'''

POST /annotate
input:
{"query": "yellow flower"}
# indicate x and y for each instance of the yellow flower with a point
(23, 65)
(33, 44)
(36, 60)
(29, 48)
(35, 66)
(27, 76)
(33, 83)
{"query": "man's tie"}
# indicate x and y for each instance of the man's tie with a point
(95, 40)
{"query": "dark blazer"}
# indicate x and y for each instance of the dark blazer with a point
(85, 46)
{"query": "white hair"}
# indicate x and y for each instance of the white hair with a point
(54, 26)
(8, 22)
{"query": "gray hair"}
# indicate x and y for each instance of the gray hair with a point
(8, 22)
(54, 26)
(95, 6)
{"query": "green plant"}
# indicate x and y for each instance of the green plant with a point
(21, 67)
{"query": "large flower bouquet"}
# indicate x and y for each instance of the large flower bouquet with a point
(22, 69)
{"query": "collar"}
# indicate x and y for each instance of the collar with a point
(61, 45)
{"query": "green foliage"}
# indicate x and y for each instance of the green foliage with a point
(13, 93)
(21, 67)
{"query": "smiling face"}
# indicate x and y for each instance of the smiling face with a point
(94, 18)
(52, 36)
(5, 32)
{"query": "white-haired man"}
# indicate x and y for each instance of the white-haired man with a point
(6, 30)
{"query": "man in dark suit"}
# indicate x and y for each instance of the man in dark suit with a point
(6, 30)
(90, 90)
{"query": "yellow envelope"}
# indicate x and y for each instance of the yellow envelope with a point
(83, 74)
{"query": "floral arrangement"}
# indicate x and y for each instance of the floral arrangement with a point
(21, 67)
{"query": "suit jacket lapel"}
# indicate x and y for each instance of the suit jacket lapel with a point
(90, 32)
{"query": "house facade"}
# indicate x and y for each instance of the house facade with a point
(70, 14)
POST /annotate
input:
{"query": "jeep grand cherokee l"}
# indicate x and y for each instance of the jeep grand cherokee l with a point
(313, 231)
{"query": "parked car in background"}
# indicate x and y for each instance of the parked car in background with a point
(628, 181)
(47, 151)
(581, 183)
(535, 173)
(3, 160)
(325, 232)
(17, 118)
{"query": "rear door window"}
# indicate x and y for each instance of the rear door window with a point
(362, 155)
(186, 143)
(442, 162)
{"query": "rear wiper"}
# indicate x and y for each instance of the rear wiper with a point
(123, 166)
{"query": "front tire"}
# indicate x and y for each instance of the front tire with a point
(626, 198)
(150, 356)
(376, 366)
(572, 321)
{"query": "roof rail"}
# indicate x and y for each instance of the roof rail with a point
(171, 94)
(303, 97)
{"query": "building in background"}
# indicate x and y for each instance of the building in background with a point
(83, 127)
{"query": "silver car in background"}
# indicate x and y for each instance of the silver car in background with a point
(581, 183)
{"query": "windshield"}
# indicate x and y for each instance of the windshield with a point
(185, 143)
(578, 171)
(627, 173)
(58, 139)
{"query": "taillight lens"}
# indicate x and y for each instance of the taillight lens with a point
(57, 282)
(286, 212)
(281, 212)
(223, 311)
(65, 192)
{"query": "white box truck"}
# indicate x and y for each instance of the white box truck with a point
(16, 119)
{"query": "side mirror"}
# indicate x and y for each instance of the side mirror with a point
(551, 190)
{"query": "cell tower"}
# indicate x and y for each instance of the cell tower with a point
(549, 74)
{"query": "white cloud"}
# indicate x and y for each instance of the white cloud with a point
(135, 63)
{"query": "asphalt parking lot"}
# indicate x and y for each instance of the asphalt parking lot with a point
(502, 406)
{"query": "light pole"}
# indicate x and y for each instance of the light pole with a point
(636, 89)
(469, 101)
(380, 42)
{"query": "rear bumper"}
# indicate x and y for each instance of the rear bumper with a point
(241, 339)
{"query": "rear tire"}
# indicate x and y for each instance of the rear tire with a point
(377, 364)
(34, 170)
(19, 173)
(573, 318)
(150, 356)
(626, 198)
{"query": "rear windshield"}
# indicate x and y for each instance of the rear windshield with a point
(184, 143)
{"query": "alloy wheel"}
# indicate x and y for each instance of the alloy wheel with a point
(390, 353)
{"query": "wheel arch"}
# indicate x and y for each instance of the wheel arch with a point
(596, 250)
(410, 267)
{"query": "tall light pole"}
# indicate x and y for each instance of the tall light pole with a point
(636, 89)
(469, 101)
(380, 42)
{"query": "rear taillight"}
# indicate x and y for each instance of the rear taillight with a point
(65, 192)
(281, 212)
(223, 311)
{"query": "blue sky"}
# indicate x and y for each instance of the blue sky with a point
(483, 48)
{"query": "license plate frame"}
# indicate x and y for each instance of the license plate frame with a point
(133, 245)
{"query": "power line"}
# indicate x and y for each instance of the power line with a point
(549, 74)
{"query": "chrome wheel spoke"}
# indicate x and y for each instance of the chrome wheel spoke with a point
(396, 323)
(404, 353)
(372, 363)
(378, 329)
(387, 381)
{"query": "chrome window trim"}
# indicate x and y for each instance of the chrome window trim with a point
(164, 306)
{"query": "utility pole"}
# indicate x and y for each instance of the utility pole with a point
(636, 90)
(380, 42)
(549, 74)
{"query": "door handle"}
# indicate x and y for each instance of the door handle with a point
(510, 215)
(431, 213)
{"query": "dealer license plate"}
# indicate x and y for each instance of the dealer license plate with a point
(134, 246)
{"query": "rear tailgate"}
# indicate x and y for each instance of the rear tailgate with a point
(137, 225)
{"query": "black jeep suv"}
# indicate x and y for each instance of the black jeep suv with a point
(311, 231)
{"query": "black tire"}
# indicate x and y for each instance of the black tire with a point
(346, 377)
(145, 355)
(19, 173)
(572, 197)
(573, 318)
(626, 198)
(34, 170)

'''

Given task> Give the listing again, word for word.

Solution>
POST /annotate
input:
{"query": "yellow flower"}
# indicate x and y for each instance of the yellow flower with a point
(23, 65)
(33, 44)
(36, 60)
(29, 48)
(35, 66)
(27, 76)
(33, 83)
{"query": "man's tie"}
# indicate x and y for each instance of the man's tie with a point
(95, 40)
{"query": "dark blazer"}
# indicate x and y for each instance of the dark blazer with a point
(85, 46)
{"query": "white hair"}
# indicate x and y for each instance of the white hair with a point
(54, 26)
(8, 22)
{"query": "gray hair"}
# indicate x and y for each instance of the gray hair with a point
(8, 22)
(54, 26)
(95, 6)
{"query": "green plant"}
# indicate x and y for each instance of the green plant with a point
(21, 67)
{"query": "large flower bouquet"}
# indicate x and y for each instance of the large flower bouquet with a point
(22, 69)
{"query": "collar"}
# indicate x and y for each instance of the collar with a point
(61, 45)
{"query": "green foliage"}
# indicate x and y for each instance of the green foliage with a point
(13, 93)
(21, 67)
{"query": "smiling face"}
# indicate x and y for each instance of the smiling face with a point
(94, 18)
(52, 36)
(5, 32)
{"query": "white-haired man"}
# indicate x and y for each instance of the white-haired man with a point
(6, 30)
{"query": "man in dark suit"}
# indicate x and y for each instance of the man in dark suit with a point
(6, 30)
(90, 90)
{"query": "yellow envelope"}
# indicate x and y for each instance of the yellow envelope with a point
(83, 74)
{"query": "floral arrangement"}
# indicate x and y for each instance of the floral arrangement with a point
(21, 67)
{"query": "suit jacket lapel"}
# indicate x and y for each instance of the suit jacket lapel with a point
(90, 32)
{"query": "house facade"}
# indicate x and y for each instance of the house facade with a point
(70, 14)
POST /annotate
input:
{"query": "jeep grand cherokee l"}
# indicate x and y for each instance of the jeep grand cherokee l with a point
(313, 231)
{"query": "parked car in background"}
# indicate x and y for each instance of the parked car in background with a point
(628, 181)
(47, 151)
(581, 183)
(535, 173)
(3, 160)
(325, 232)
(17, 118)
{"query": "rear door window"}
# indicate x and y for each instance of the rear door window with a point
(362, 155)
(186, 143)
(442, 162)
{"query": "rear wiper"}
# indicate x and y for each instance of the rear wiper with a point
(123, 166)
{"query": "front tire"}
# indicate x and y for each instance of the front tire with a point
(626, 198)
(150, 356)
(376, 366)
(572, 321)
{"query": "roof rail"}
# indicate x and y for each instance of the roof rail with a point
(171, 94)
(303, 97)
{"query": "building in background"}
# indicate x and y for each instance of the building in background with a point
(83, 127)
{"query": "silver car in background"}
# indicate x and y for each instance of the silver car in background with a point
(581, 183)
{"query": "windshield"}
# indicate x and y for each instance of the windshield with a point
(185, 143)
(578, 171)
(627, 173)
(58, 139)
{"query": "taillight lens"}
# indicate x and y for each instance of the taillight lens with a point
(57, 282)
(286, 212)
(281, 212)
(223, 311)
(65, 192)
{"query": "white box truck"}
# indicate x and y for each instance of the white box truck with a point
(16, 119)
{"query": "side mirror"}
# indicate x and y for each instance of the side mirror with a point
(551, 190)
{"query": "cell tower"}
# indicate x and y for each instance of the cell tower with a point
(549, 74)
{"query": "white cloud"}
# indicate x and y for each instance of the white cloud with a point
(135, 63)
{"query": "asphalt parking lot"}
# indicate x and y for each instance of the asphalt parking lot with a point
(502, 406)
{"query": "light pole"}
# indicate x and y for each instance of the light pole with a point
(636, 89)
(469, 101)
(380, 42)
{"query": "rear bumper"}
# indicate x and y for each instance of the rear bumper with a point
(241, 339)
{"query": "rear tire"}
# indicate x and y for each instance of the rear tire with a point
(377, 364)
(34, 170)
(19, 173)
(573, 318)
(150, 356)
(626, 198)
{"query": "rear windshield"}
# indicate x and y for each instance of the rear windshield with a point
(184, 143)
{"query": "alloy wheel"}
# indicate x and y for each instance of the alloy wheel with a point
(390, 353)
{"query": "wheel arch"}
# indicate x and y for each instance of the wheel arch with a point
(596, 250)
(410, 267)
{"query": "tall light pole"}
# indicate x and y for each instance of the tall light pole with a point
(636, 89)
(469, 101)
(380, 42)
{"query": "rear taillight"}
# indicate x and y for each instance of the rear taillight with a point
(65, 192)
(281, 212)
(223, 311)
{"query": "blue sky"}
# indicate x and y for each instance of the blue sky with a point
(483, 48)
{"query": "license plate frame"}
# indicate x and y for each instance of the license plate frame with a point
(133, 245)
{"query": "power line"}
# indicate x and y for each instance of the power line with a point
(549, 74)
{"query": "chrome wheel spoke"}
# indicate x and y for each instance of the chrome wheel spoke with a point
(396, 323)
(404, 353)
(372, 363)
(378, 329)
(387, 381)
{"query": "chrome window trim"}
# indicate x and y for each instance of the chrome window trim with a point
(164, 306)
{"query": "utility pole"}
# indicate x and y for each instance of the utility pole with a point
(636, 90)
(380, 42)
(549, 74)
{"query": "door handle"}
# indicate x and y for each instance of the door handle with a point
(510, 215)
(431, 213)
{"query": "dealer license plate"}
# indicate x and y for each instance of the dealer license plate with a point
(134, 246)
{"query": "rear tailgate"}
# indicate x and y for each instance of the rear tailgate with a point
(137, 225)
{"query": "black jeep suv"}
# indicate x and y for each instance of the black jeep suv with a point
(311, 231)
{"query": "black tire"}
# indicate x and y for each instance of the black tire with a point
(346, 377)
(145, 355)
(19, 173)
(572, 197)
(573, 318)
(626, 198)
(34, 170)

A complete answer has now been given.